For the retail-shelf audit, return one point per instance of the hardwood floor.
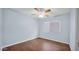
(39, 44)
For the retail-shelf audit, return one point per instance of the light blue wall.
(63, 36)
(77, 32)
(18, 27)
(0, 27)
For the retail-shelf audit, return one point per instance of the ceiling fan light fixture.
(42, 12)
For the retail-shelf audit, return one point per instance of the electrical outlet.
(78, 44)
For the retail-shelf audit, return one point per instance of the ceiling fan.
(42, 12)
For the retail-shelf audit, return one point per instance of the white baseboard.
(19, 42)
(32, 39)
(54, 39)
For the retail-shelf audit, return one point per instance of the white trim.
(0, 49)
(32, 39)
(19, 42)
(54, 39)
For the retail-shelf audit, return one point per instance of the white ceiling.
(56, 11)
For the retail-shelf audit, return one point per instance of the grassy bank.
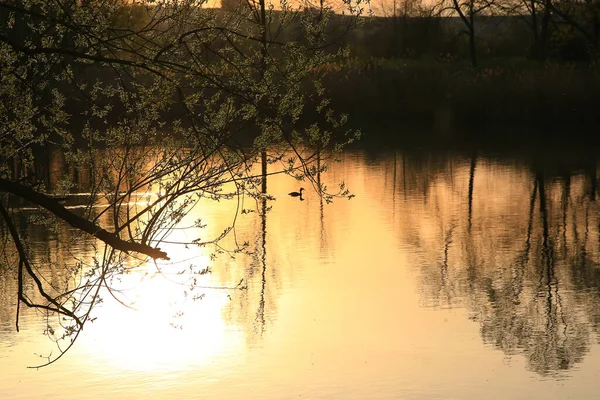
(446, 94)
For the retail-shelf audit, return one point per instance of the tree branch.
(50, 204)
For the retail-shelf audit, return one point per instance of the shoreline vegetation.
(445, 95)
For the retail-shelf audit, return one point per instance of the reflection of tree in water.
(518, 247)
(254, 308)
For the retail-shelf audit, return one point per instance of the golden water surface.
(448, 276)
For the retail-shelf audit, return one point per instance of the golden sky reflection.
(389, 295)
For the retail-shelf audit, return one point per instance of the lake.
(450, 275)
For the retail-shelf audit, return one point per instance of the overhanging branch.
(50, 204)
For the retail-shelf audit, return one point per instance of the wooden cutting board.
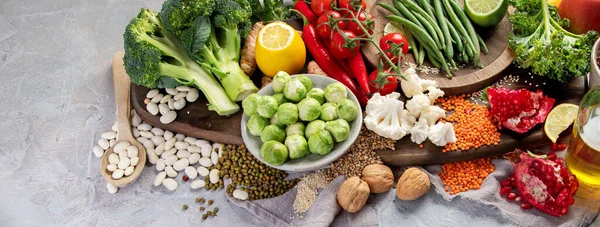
(467, 79)
(408, 153)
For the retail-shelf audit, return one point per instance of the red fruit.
(543, 183)
(519, 110)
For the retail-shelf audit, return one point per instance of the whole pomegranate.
(544, 183)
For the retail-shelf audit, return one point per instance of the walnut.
(379, 178)
(353, 194)
(413, 184)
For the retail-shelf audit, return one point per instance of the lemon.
(279, 48)
(559, 119)
(486, 13)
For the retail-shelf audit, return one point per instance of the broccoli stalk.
(212, 37)
(543, 45)
(156, 58)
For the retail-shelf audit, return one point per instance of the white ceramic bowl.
(311, 161)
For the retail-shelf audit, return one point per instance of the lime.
(486, 13)
(559, 119)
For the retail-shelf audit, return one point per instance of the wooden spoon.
(122, 95)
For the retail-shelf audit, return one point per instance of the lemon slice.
(559, 119)
(276, 36)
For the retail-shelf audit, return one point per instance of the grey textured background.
(57, 97)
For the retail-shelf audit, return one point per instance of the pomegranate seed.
(505, 190)
(526, 206)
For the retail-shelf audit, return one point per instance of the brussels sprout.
(297, 146)
(339, 129)
(309, 109)
(335, 92)
(320, 142)
(306, 81)
(280, 98)
(347, 110)
(267, 106)
(328, 112)
(294, 90)
(274, 153)
(295, 129)
(313, 126)
(280, 80)
(287, 113)
(318, 94)
(256, 124)
(250, 103)
(272, 132)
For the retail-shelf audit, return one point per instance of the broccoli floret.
(543, 45)
(155, 58)
(213, 39)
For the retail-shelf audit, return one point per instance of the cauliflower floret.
(384, 116)
(441, 133)
(434, 93)
(432, 114)
(417, 104)
(411, 86)
(419, 132)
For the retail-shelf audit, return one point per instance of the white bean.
(134, 161)
(194, 158)
(171, 91)
(182, 88)
(181, 145)
(214, 176)
(98, 151)
(160, 178)
(179, 104)
(181, 164)
(203, 171)
(103, 143)
(170, 171)
(132, 151)
(170, 184)
(197, 184)
(240, 194)
(160, 164)
(192, 95)
(118, 174)
(152, 108)
(113, 159)
(152, 93)
(206, 162)
(168, 117)
(111, 167)
(171, 160)
(109, 135)
(111, 188)
(129, 171)
(157, 98)
(191, 172)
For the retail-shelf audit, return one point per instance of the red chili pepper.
(305, 10)
(326, 61)
(359, 70)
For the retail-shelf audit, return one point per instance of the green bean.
(440, 17)
(482, 43)
(470, 29)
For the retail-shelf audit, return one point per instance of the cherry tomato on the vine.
(338, 43)
(388, 88)
(362, 17)
(390, 44)
(323, 27)
(321, 6)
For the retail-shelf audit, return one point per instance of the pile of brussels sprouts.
(298, 118)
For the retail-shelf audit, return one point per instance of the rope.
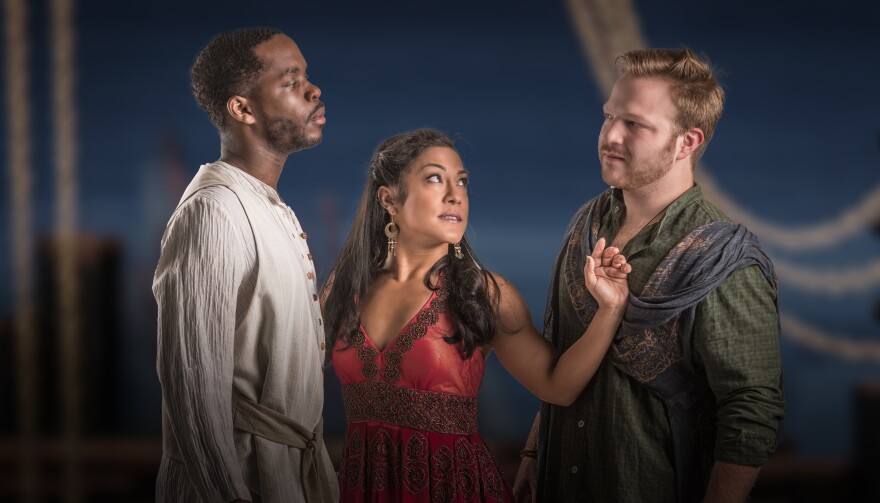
(606, 30)
(64, 111)
(823, 235)
(822, 342)
(20, 168)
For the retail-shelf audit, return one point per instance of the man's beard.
(648, 171)
(287, 136)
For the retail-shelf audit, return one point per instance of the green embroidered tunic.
(614, 443)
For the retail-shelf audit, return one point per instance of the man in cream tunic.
(241, 340)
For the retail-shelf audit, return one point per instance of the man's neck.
(646, 203)
(259, 162)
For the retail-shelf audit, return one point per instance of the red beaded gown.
(412, 417)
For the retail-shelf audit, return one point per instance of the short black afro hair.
(226, 67)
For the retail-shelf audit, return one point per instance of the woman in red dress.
(412, 316)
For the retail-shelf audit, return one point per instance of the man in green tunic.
(688, 409)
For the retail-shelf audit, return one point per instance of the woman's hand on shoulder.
(513, 312)
(606, 275)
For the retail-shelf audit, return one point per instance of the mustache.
(605, 149)
(318, 107)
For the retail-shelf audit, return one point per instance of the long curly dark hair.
(365, 251)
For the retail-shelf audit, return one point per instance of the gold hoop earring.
(391, 232)
(458, 254)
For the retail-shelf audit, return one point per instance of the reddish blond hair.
(696, 94)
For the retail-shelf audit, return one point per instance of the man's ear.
(239, 108)
(691, 141)
(388, 199)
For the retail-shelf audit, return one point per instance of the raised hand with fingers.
(605, 274)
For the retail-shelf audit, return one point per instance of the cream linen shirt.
(238, 310)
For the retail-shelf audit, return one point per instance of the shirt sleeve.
(199, 272)
(736, 340)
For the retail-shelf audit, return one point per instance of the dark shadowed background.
(795, 157)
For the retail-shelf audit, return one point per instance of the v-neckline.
(402, 330)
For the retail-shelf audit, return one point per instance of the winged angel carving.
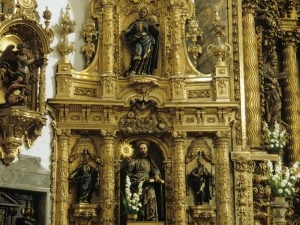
(17, 69)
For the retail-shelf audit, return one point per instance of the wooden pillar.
(252, 85)
(179, 202)
(223, 180)
(291, 95)
(108, 178)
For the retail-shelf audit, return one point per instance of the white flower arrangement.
(131, 201)
(282, 182)
(276, 139)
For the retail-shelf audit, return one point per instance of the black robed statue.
(86, 177)
(200, 179)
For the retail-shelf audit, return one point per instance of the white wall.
(78, 12)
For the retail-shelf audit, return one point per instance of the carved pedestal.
(279, 208)
(83, 213)
(17, 123)
(203, 214)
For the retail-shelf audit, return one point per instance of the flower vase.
(279, 208)
(131, 217)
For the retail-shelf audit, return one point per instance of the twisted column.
(178, 181)
(177, 36)
(62, 196)
(223, 181)
(108, 37)
(291, 93)
(108, 178)
(252, 86)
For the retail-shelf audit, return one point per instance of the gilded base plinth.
(203, 214)
(83, 213)
(146, 223)
(144, 79)
(279, 209)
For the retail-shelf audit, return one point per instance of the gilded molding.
(224, 199)
(179, 201)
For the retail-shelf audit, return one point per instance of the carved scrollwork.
(17, 123)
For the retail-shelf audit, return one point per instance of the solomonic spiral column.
(252, 86)
(291, 94)
(178, 181)
(108, 178)
(223, 180)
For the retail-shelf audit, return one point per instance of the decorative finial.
(194, 32)
(218, 49)
(68, 27)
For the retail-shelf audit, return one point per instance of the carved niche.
(23, 62)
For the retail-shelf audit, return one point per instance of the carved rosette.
(108, 178)
(179, 202)
(223, 180)
(17, 123)
(292, 92)
(252, 86)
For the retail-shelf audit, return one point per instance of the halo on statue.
(126, 150)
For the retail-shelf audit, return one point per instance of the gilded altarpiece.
(109, 103)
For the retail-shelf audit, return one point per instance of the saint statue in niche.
(200, 180)
(143, 35)
(17, 72)
(272, 89)
(143, 167)
(87, 179)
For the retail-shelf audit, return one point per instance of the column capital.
(108, 133)
(223, 134)
(179, 134)
(63, 133)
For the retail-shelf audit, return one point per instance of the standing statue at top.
(272, 89)
(143, 35)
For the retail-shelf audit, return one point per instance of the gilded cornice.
(291, 36)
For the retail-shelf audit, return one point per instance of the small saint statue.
(200, 180)
(143, 34)
(87, 179)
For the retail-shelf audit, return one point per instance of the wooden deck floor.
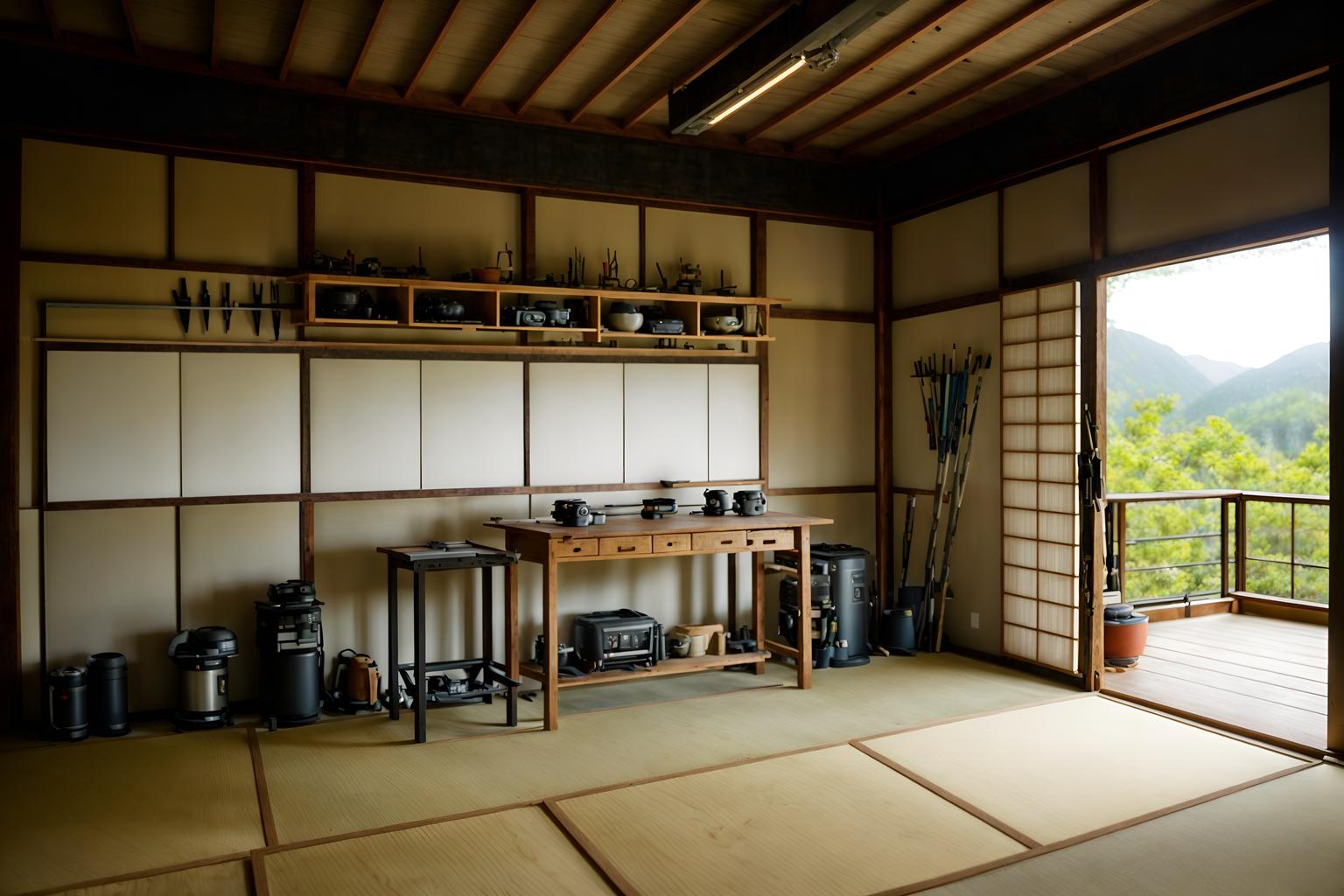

════

| Required work |
Beginning with the line with "small saint statue.", repeat the entries above exactly, up to and including the last line, leaving out pictures.

| Answer section |
For the retail-shelf audit, return one point per instance of the small saint statue.
(200, 180)
(143, 34)
(87, 179)
For the retail-shelf audit, return one point per instance of the wooden deck floor.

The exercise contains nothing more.